_TO BE DONE_. Write out each of the rows below line for line, with no changes, and leave the pictures out.

- - -

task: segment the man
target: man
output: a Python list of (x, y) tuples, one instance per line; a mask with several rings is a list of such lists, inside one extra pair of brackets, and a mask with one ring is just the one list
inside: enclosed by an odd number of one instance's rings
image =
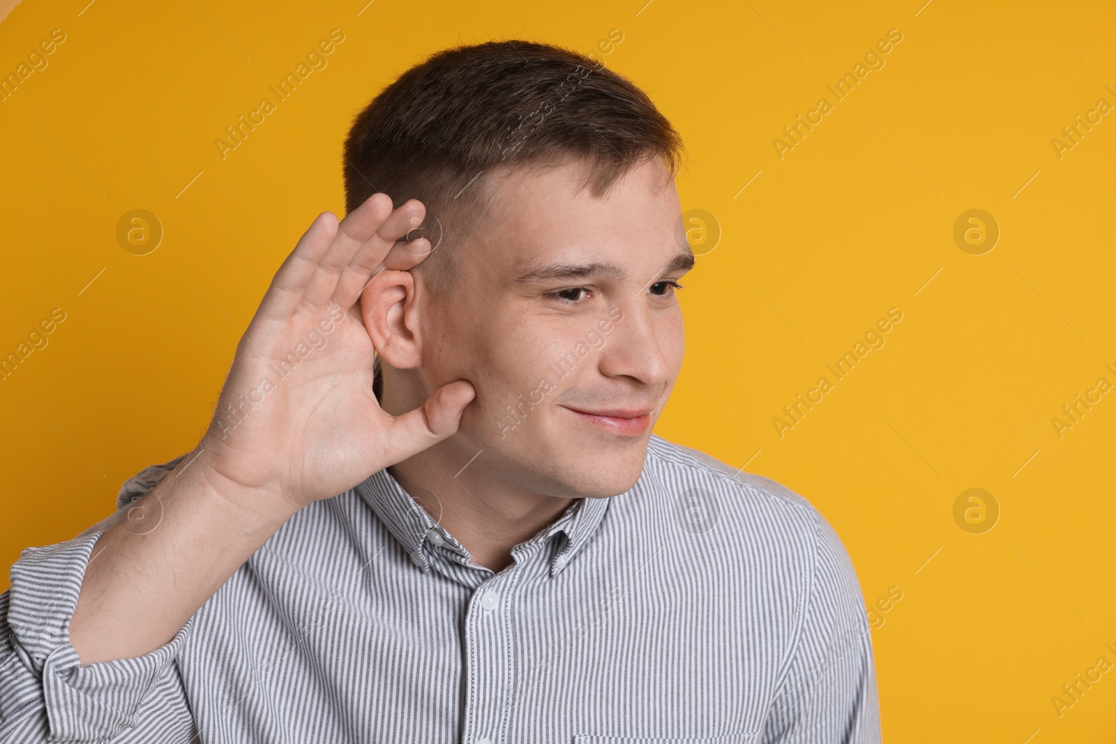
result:
[(198, 446), (12, 567), (0, 740), (878, 742), (828, 523), (651, 434), (680, 153), (570, 51), (404, 73)]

- - -

_WRITTEN RESPONSE_.
task: segment the man
target: man
output: a Python list of (x, y) tuples, one instance per line; a mask with several rings is a list of such lists, inside one extra pair of brackets, and a mask with one ring is just the one list
inside: enclosed by an odd number of one instance's rings
image =
result:
[(198, 446), (12, 567), (0, 740), (878, 742), (828, 523), (651, 434), (680, 153), (570, 51), (404, 73)]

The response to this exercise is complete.